• [Your goal]: Pick out every line in the records that contains the word "spiral", and copy each of those lines in full.

• [Available records]:
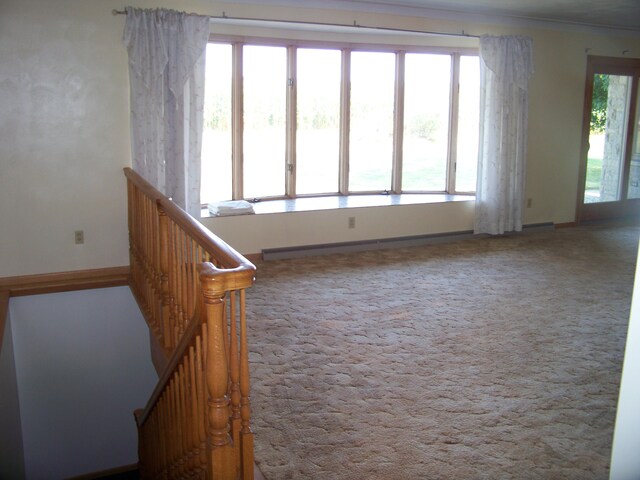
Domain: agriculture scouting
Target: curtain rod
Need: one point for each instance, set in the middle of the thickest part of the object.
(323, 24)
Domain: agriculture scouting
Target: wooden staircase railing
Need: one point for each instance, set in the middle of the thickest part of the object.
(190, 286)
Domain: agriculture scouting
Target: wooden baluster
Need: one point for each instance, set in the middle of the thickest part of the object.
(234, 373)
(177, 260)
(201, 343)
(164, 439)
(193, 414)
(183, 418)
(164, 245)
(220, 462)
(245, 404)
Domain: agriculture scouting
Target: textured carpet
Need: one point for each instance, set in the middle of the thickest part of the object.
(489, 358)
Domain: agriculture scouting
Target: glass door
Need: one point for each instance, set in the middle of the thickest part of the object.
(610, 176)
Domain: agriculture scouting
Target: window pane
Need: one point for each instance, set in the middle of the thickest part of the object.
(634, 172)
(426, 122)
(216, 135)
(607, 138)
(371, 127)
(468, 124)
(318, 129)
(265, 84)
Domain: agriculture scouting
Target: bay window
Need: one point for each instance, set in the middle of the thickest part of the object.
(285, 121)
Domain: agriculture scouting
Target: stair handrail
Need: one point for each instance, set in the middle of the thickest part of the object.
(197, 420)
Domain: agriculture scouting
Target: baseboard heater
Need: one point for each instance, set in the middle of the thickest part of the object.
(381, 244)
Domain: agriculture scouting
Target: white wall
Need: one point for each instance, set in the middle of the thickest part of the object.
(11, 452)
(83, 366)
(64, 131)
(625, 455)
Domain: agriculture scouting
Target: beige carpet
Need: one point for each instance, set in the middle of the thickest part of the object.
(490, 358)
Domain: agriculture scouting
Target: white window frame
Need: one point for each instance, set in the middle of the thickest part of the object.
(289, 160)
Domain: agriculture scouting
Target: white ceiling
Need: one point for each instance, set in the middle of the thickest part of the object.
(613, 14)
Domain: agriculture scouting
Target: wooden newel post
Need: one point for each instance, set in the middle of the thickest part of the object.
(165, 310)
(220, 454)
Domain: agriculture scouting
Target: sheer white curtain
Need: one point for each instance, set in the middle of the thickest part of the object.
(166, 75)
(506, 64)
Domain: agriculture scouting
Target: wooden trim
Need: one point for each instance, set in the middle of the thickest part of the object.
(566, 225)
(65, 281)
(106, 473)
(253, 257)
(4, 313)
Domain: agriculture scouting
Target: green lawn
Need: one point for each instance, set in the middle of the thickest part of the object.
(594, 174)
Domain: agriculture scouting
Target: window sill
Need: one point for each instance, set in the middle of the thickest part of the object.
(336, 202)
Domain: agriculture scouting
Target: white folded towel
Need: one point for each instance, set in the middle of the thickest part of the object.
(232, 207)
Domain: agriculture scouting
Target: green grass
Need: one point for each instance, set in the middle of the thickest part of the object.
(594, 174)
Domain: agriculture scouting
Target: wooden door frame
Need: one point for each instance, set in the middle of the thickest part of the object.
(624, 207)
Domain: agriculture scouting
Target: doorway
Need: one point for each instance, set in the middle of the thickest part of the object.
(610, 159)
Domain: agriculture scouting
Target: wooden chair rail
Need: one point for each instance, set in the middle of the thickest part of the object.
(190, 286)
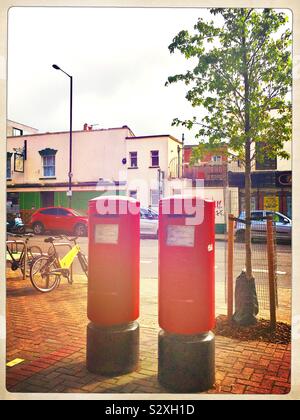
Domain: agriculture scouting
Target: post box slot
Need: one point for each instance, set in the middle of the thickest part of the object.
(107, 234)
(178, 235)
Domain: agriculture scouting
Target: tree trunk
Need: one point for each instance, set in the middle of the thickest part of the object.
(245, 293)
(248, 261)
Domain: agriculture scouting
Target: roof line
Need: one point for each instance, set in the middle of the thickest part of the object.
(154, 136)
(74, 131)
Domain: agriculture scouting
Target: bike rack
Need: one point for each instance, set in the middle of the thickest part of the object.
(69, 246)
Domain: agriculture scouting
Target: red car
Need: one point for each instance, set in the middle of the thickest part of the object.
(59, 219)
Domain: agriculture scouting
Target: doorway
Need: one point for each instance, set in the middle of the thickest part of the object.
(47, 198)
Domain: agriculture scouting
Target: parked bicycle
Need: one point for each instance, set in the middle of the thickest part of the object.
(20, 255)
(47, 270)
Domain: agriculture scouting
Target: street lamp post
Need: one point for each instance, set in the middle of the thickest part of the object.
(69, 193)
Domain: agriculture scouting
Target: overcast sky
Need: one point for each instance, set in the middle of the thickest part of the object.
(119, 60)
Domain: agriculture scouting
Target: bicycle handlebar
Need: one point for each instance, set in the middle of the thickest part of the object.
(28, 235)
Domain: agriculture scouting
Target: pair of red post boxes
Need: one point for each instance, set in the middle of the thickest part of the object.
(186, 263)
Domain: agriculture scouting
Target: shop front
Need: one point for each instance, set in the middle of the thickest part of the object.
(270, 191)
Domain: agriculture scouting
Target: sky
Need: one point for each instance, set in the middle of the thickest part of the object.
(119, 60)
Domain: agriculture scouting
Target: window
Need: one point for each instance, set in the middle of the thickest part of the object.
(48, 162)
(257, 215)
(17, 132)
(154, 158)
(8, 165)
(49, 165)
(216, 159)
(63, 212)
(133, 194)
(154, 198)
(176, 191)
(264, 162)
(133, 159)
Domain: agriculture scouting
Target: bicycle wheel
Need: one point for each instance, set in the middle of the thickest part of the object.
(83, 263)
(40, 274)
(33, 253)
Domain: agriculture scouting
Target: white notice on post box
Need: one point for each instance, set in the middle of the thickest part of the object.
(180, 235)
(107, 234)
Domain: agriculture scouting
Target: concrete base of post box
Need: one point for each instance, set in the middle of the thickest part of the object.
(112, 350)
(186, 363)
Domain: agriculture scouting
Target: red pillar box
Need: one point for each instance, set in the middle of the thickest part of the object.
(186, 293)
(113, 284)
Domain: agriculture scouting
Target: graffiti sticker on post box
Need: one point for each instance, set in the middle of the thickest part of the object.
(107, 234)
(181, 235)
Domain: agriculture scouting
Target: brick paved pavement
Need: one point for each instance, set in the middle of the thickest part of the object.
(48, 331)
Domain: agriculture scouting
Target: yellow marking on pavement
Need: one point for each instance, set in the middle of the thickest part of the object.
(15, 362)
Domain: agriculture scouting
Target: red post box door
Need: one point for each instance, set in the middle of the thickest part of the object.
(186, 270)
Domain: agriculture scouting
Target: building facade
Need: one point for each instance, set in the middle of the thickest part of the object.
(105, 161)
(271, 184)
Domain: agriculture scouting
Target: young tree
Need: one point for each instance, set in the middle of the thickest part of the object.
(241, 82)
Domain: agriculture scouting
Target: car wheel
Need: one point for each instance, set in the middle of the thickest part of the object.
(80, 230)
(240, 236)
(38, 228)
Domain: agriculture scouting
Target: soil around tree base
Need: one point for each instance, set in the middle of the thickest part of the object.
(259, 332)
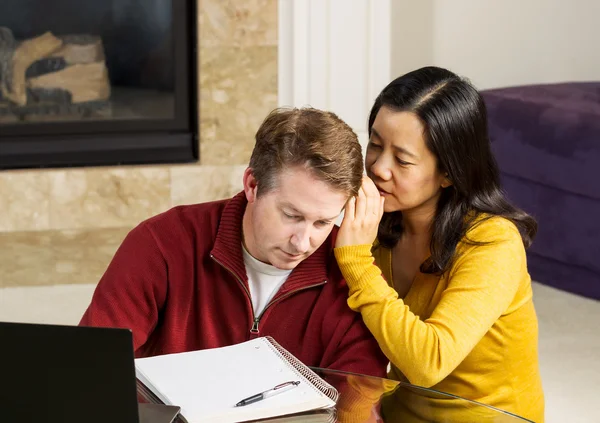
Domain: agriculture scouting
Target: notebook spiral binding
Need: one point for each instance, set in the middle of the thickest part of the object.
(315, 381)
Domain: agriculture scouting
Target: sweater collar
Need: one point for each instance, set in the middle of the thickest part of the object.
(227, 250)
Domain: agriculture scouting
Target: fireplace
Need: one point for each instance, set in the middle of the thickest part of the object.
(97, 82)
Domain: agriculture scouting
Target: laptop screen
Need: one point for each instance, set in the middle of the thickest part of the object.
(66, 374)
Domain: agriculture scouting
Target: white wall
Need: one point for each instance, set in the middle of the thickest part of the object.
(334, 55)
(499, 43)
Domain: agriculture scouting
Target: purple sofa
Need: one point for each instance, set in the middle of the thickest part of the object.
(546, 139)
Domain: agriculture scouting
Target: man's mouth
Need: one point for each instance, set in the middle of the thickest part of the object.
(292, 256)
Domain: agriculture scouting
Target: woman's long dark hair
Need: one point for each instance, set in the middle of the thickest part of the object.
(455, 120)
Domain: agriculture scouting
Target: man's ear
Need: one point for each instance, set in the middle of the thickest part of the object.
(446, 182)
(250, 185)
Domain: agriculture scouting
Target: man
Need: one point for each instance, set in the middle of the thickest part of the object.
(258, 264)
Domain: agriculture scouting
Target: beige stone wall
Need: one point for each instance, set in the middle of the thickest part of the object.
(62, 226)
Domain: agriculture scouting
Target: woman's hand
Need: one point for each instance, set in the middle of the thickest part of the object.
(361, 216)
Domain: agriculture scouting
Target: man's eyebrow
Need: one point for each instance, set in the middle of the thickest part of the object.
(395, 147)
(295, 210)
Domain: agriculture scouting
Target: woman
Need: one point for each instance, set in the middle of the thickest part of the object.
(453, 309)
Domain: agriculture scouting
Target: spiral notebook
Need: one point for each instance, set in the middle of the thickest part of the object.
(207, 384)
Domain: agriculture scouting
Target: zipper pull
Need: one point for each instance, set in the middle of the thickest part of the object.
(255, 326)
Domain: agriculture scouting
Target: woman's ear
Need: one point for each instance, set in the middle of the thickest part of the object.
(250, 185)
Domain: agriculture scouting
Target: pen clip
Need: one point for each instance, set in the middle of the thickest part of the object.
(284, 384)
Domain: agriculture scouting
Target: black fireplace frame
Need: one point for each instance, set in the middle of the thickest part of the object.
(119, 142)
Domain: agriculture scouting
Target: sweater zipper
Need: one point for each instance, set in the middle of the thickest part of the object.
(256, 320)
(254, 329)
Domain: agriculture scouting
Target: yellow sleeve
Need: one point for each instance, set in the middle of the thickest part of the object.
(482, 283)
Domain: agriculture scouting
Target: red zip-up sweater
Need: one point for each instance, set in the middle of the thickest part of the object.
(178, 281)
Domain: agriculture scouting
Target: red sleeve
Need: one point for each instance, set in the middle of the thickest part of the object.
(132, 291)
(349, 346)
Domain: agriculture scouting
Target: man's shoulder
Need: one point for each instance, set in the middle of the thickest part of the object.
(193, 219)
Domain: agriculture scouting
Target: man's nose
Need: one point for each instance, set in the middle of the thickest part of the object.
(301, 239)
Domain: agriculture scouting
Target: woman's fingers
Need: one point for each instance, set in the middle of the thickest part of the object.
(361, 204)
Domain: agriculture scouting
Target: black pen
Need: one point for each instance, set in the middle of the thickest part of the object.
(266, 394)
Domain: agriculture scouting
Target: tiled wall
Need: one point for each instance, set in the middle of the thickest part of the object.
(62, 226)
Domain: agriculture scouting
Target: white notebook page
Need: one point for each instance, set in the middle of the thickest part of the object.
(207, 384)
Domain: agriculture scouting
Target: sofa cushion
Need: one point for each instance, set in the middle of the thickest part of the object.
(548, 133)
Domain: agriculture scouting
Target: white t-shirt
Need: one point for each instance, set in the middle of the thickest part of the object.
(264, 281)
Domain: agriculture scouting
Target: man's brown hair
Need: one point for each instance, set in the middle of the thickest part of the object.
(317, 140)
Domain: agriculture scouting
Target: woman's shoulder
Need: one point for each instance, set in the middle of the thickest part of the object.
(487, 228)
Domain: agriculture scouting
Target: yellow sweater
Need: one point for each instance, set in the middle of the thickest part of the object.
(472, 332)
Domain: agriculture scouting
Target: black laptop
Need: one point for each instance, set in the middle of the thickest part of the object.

• [Solution to this task]:
Target: notebook spiral binding
Target: spiral notebook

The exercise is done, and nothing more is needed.